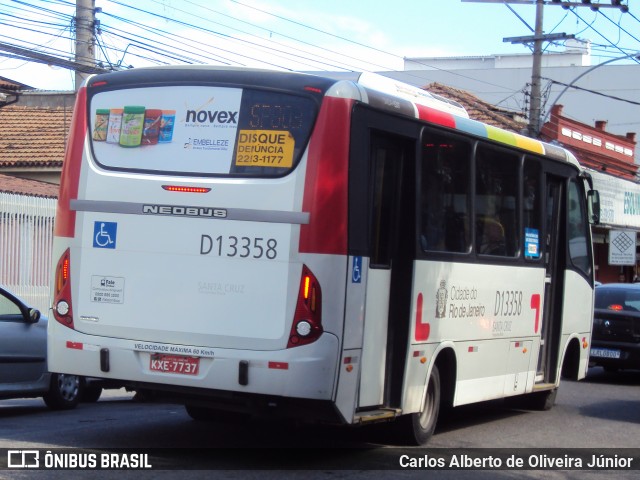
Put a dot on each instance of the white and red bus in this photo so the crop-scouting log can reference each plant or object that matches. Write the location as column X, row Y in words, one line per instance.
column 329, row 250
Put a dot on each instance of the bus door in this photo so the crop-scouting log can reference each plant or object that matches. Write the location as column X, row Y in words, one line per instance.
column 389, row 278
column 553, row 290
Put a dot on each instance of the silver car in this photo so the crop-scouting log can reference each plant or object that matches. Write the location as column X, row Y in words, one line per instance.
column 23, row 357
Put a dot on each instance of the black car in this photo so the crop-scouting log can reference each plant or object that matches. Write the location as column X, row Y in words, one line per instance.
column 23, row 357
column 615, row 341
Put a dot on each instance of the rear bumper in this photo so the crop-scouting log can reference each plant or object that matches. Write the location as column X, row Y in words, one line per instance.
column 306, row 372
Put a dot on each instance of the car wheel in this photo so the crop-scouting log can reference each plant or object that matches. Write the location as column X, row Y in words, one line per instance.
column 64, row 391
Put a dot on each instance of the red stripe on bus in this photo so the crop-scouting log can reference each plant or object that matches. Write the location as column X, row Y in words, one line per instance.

★ ★ ★ ★ ★

**TASK STATEMENT:**
Please retype the records above exactly, excluding every picture.

**RESPONSE BOX:**
Put a dot on each instance of the white and red bus in this photo so the crop-scouting log can reference each plant or object that matches. Write the location as column X, row Y in words, one line per instance.
column 329, row 250
Put a dot on each instance of the bus door in this photo so the crop-scouting log can reference each plant or object that matches. Write the location as column X, row Y in words, one line per instance.
column 389, row 278
column 553, row 290
Put a dot on each instance of the silver car in this photo so the crop-scouting log can reference each plant or object that matches. Write the location as column X, row Y in words, one line per instance.
column 23, row 357
Put a dot on each instance of the black car in this photo so the crop-scouting log can reference each plant or object that matches. Write the location as column X, row Y in words, one line per instance.
column 23, row 357
column 615, row 341
Put a dot on each instance of the rear bumper in this photo so the crop-scouting log can reference each plant or object that matches. Write the location as column X, row Y in words, one line per instance.
column 306, row 372
Put a dot on each instance of the car wheel in this photo so the crop-scouting log can reference each plant or object that matches. Write the location as column X, row Y in words, one line per instance.
column 64, row 391
Put a dot on each instance of the red stripe on bus in this photo so the crop-scouting log can reference each plant or object that matches. Write the location as column X, row Y in words, one line per instance.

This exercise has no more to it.